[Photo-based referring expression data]
++++++++++
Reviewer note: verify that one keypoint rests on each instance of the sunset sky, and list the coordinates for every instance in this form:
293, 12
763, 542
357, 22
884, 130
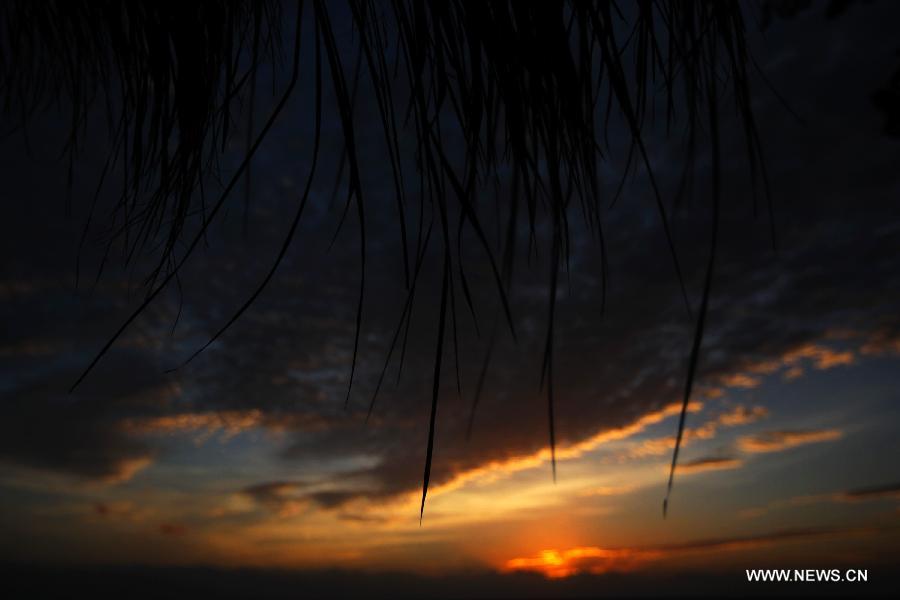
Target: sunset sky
247, 457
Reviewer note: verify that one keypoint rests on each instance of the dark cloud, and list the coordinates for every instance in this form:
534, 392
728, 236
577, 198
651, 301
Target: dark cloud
890, 490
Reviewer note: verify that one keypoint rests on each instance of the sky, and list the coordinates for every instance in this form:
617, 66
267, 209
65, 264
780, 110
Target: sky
247, 457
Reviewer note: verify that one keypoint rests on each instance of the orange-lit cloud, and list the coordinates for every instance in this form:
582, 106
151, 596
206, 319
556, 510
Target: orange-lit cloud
775, 441
822, 357
125, 469
596, 560
739, 415
710, 464
230, 422
586, 559
499, 468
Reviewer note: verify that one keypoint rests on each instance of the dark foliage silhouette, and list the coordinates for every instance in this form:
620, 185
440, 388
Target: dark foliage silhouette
530, 89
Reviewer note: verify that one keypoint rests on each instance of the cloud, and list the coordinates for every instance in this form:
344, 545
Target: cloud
173, 529
700, 465
889, 491
79, 434
596, 560
775, 441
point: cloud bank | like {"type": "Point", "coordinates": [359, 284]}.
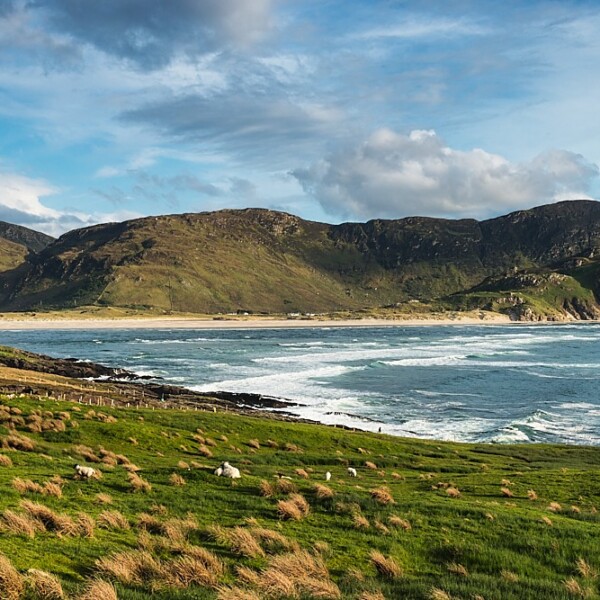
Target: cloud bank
{"type": "Point", "coordinates": [393, 175]}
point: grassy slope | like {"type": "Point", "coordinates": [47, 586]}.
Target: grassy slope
{"type": "Point", "coordinates": [506, 548]}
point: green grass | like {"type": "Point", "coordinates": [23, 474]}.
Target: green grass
{"type": "Point", "coordinates": [481, 530]}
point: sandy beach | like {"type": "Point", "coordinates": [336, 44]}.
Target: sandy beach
{"type": "Point", "coordinates": [39, 322]}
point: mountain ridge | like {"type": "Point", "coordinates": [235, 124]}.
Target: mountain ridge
{"type": "Point", "coordinates": [267, 261]}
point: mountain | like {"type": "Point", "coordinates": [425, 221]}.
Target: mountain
{"type": "Point", "coordinates": [17, 242]}
{"type": "Point", "coordinates": [266, 261]}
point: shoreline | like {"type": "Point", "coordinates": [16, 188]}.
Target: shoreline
{"type": "Point", "coordinates": [168, 322]}
{"type": "Point", "coordinates": [251, 323]}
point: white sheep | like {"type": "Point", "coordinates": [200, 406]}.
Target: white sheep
{"type": "Point", "coordinates": [84, 472]}
{"type": "Point", "coordinates": [226, 470]}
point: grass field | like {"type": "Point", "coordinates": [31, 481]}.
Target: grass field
{"type": "Point", "coordinates": [423, 519]}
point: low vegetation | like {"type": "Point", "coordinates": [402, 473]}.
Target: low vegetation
{"type": "Point", "coordinates": [422, 520]}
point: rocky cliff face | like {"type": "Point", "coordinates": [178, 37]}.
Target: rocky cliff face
{"type": "Point", "coordinates": [267, 261]}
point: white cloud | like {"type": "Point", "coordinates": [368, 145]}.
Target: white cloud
{"type": "Point", "coordinates": [21, 204]}
{"type": "Point", "coordinates": [394, 175]}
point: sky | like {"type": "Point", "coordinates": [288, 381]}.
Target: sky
{"type": "Point", "coordinates": [333, 110]}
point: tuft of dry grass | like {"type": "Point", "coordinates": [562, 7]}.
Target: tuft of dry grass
{"type": "Point", "coordinates": [378, 595]}
{"type": "Point", "coordinates": [239, 540]}
{"type": "Point", "coordinates": [585, 569]}
{"type": "Point", "coordinates": [44, 585]}
{"type": "Point", "coordinates": [112, 519]}
{"type": "Point", "coordinates": [98, 589]}
{"type": "Point", "coordinates": [176, 480]}
{"type": "Point", "coordinates": [138, 484]}
{"type": "Point", "coordinates": [285, 486]}
{"type": "Point", "coordinates": [439, 594]}
{"type": "Point", "coordinates": [574, 588]}
{"type": "Point", "coordinates": [386, 566]}
{"type": "Point", "coordinates": [396, 521]}
{"type": "Point", "coordinates": [323, 492]}
{"type": "Point", "coordinates": [18, 524]}
{"type": "Point", "coordinates": [24, 486]}
{"type": "Point", "coordinates": [453, 492]}
{"type": "Point", "coordinates": [458, 569]}
{"type": "Point", "coordinates": [205, 451]}
{"type": "Point", "coordinates": [265, 489]}
{"type": "Point", "coordinates": [11, 582]}
{"type": "Point", "coordinates": [382, 496]}
{"type": "Point", "coordinates": [236, 593]}
{"type": "Point", "coordinates": [360, 522]}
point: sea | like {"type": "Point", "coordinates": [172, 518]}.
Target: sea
{"type": "Point", "coordinates": [485, 383]}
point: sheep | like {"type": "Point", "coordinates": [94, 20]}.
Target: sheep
{"type": "Point", "coordinates": [226, 470]}
{"type": "Point", "coordinates": [84, 472]}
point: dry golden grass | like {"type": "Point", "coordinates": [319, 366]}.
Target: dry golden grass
{"type": "Point", "coordinates": [236, 593]}
{"type": "Point", "coordinates": [438, 594]}
{"type": "Point", "coordinates": [381, 527]}
{"type": "Point", "coordinates": [285, 486]}
{"type": "Point", "coordinates": [378, 595]}
{"type": "Point", "coordinates": [458, 569]}
{"type": "Point", "coordinates": [24, 486]}
{"type": "Point", "coordinates": [112, 519]}
{"type": "Point", "coordinates": [18, 524]}
{"type": "Point", "coordinates": [509, 576]}
{"type": "Point", "coordinates": [138, 484]}
{"type": "Point", "coordinates": [382, 496]}
{"type": "Point", "coordinates": [85, 525]}
{"type": "Point", "coordinates": [360, 522]}
{"type": "Point", "coordinates": [176, 480]}
{"type": "Point", "coordinates": [11, 582]}
{"type": "Point", "coordinates": [99, 590]}
{"type": "Point", "coordinates": [323, 492]}
{"type": "Point", "coordinates": [19, 442]}
{"type": "Point", "coordinates": [44, 585]}
{"type": "Point", "coordinates": [50, 520]}
{"type": "Point", "coordinates": [239, 540]}
{"type": "Point", "coordinates": [399, 522]}
{"type": "Point", "coordinates": [574, 588]}
{"type": "Point", "coordinates": [386, 566]}
{"type": "Point", "coordinates": [205, 451]}
{"type": "Point", "coordinates": [187, 570]}
{"type": "Point", "coordinates": [265, 489]}
{"type": "Point", "coordinates": [273, 542]}
{"type": "Point", "coordinates": [453, 492]}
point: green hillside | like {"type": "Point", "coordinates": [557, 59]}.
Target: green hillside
{"type": "Point", "coordinates": [263, 261]}
{"type": "Point", "coordinates": [424, 520]}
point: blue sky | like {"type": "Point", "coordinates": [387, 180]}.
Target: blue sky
{"type": "Point", "coordinates": [330, 109]}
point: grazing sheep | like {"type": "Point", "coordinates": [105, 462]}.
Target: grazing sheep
{"type": "Point", "coordinates": [226, 470]}
{"type": "Point", "coordinates": [84, 472]}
++++++++++
### TASK REQUIREMENTS
Copy the records exactly. Skip any pictures.

### OUTPUT OF THE EXERCISE
Reviewer note: verify that one keypoint rests on each instance of the sunset sky, and list the coordinates for every instance in this form:
293, 12
763, 542
357, 22
884, 130
Target: sunset sky
247, 457
Reviewer note: verify that one keypoint rests on each instance of the dark cloud, and list the coordinates for every instance in this form:
534, 392
728, 236
577, 198
651, 301
Target: dark cloud
890, 490
Reviewer note: verify that one keypoint rests on each instance of the sky, and list the coordinates for every instance in this form:
617, 66
267, 209
65, 264
780, 110
Target: sky
247, 457
Reviewer note: verify that one keypoint rests on each instance of the orange-lit cloud, and list the coordinates for every instance in this form:
582, 106
151, 596
206, 319
556, 510
Target: orange-lit cloud
775, 441
822, 357
125, 469
596, 560
739, 415
710, 464
230, 422
586, 559
499, 468
Reviewer note: verify that one keypoint rests on each instance of the dark foliage silhouette, and list the coordinates for every instance in this form:
620, 185
440, 388
Target: dark foliage silhouette
530, 89
Reviewer note: verify that one keypoint rests on each instance of the cloud, and list the coordinates for every instance in this form:
344, 545
Target: cloud
173, 529
700, 465
889, 491
79, 434
596, 560
775, 441
point: cloud bank | like {"type": "Point", "coordinates": [359, 284]}.
Target: cloud bank
{"type": "Point", "coordinates": [393, 175]}
point: grassy slope | like {"type": "Point", "coordinates": [47, 586]}.
Target: grassy slope
{"type": "Point", "coordinates": [506, 548]}
point: green grass | like {"type": "Point", "coordinates": [23, 474]}.
Target: green grass
{"type": "Point", "coordinates": [481, 530]}
point: sandy beach | like {"type": "Point", "coordinates": [336, 44]}.
Target: sandy beach
{"type": "Point", "coordinates": [39, 322]}
point: mountain ridge | like {"type": "Point", "coordinates": [235, 124]}.
Target: mountain ridge
{"type": "Point", "coordinates": [267, 261]}
point: mountain | like {"type": "Point", "coordinates": [425, 221]}.
Target: mountain
{"type": "Point", "coordinates": [17, 242]}
{"type": "Point", "coordinates": [266, 261]}
point: shoreline | like {"type": "Point", "coordinates": [16, 188]}.
Target: shoreline
{"type": "Point", "coordinates": [168, 322]}
{"type": "Point", "coordinates": [251, 323]}
point: white sheep | like {"type": "Point", "coordinates": [200, 406]}.
Target: white sheep
{"type": "Point", "coordinates": [84, 472]}
{"type": "Point", "coordinates": [226, 470]}
point: grass field | like {"type": "Point", "coordinates": [31, 481]}.
Target: grass field
{"type": "Point", "coordinates": [423, 519]}
point: low vegetation | like {"type": "Point", "coordinates": [402, 473]}.
Target: low vegetation
{"type": "Point", "coordinates": [422, 520]}
point: rocky cliff face | like {"type": "Point", "coordinates": [178, 37]}.
Target: rocky cliff face
{"type": "Point", "coordinates": [267, 261]}
point: white cloud | like {"type": "Point", "coordinates": [368, 145]}.
Target: white cloud
{"type": "Point", "coordinates": [21, 204]}
{"type": "Point", "coordinates": [394, 175]}
point: sky | like {"type": "Point", "coordinates": [288, 381]}.
Target: sky
{"type": "Point", "coordinates": [333, 110]}
point: tuft of dry grass | like {"type": "Point", "coordinates": [562, 7]}.
Target: tuft of dry grass
{"type": "Point", "coordinates": [378, 595]}
{"type": "Point", "coordinates": [239, 540]}
{"type": "Point", "coordinates": [585, 569]}
{"type": "Point", "coordinates": [44, 585]}
{"type": "Point", "coordinates": [112, 519]}
{"type": "Point", "coordinates": [98, 589]}
{"type": "Point", "coordinates": [176, 480]}
{"type": "Point", "coordinates": [138, 484]}
{"type": "Point", "coordinates": [285, 486]}
{"type": "Point", "coordinates": [439, 594]}
{"type": "Point", "coordinates": [574, 588]}
{"type": "Point", "coordinates": [386, 566]}
{"type": "Point", "coordinates": [396, 521]}
{"type": "Point", "coordinates": [323, 492]}
{"type": "Point", "coordinates": [18, 524]}
{"type": "Point", "coordinates": [24, 486]}
{"type": "Point", "coordinates": [453, 492]}
{"type": "Point", "coordinates": [458, 569]}
{"type": "Point", "coordinates": [205, 451]}
{"type": "Point", "coordinates": [265, 489]}
{"type": "Point", "coordinates": [11, 582]}
{"type": "Point", "coordinates": [382, 496]}
{"type": "Point", "coordinates": [236, 593]}
{"type": "Point", "coordinates": [360, 522]}
point: sea | like {"type": "Point", "coordinates": [172, 518]}.
Target: sea
{"type": "Point", "coordinates": [485, 383]}
point: sheep | like {"type": "Point", "coordinates": [94, 20]}.
Target: sheep
{"type": "Point", "coordinates": [226, 470]}
{"type": "Point", "coordinates": [84, 472]}
point: dry golden grass | like {"type": "Point", "coordinates": [319, 366]}.
Target: dry golden grass
{"type": "Point", "coordinates": [236, 593]}
{"type": "Point", "coordinates": [438, 594]}
{"type": "Point", "coordinates": [381, 527]}
{"type": "Point", "coordinates": [285, 486]}
{"type": "Point", "coordinates": [378, 595]}
{"type": "Point", "coordinates": [458, 569]}
{"type": "Point", "coordinates": [24, 486]}
{"type": "Point", "coordinates": [112, 519]}
{"type": "Point", "coordinates": [18, 524]}
{"type": "Point", "coordinates": [509, 576]}
{"type": "Point", "coordinates": [138, 484]}
{"type": "Point", "coordinates": [382, 496]}
{"type": "Point", "coordinates": [85, 525]}
{"type": "Point", "coordinates": [360, 522]}
{"type": "Point", "coordinates": [176, 480]}
{"type": "Point", "coordinates": [11, 582]}
{"type": "Point", "coordinates": [99, 590]}
{"type": "Point", "coordinates": [323, 492]}
{"type": "Point", "coordinates": [19, 442]}
{"type": "Point", "coordinates": [44, 585]}
{"type": "Point", "coordinates": [50, 520]}
{"type": "Point", "coordinates": [239, 540]}
{"type": "Point", "coordinates": [399, 522]}
{"type": "Point", "coordinates": [574, 588]}
{"type": "Point", "coordinates": [386, 566]}
{"type": "Point", "coordinates": [205, 451]}
{"type": "Point", "coordinates": [187, 570]}
{"type": "Point", "coordinates": [265, 489]}
{"type": "Point", "coordinates": [273, 542]}
{"type": "Point", "coordinates": [453, 492]}
point: green hillside | like {"type": "Point", "coordinates": [557, 59]}.
Target: green hillside
{"type": "Point", "coordinates": [263, 261]}
{"type": "Point", "coordinates": [424, 520]}
point: blue sky | like {"type": "Point", "coordinates": [387, 180]}.
Target: blue sky
{"type": "Point", "coordinates": [330, 109]}
point: grazing sheep | like {"type": "Point", "coordinates": [105, 462]}.
Target: grazing sheep
{"type": "Point", "coordinates": [226, 470]}
{"type": "Point", "coordinates": [84, 472]}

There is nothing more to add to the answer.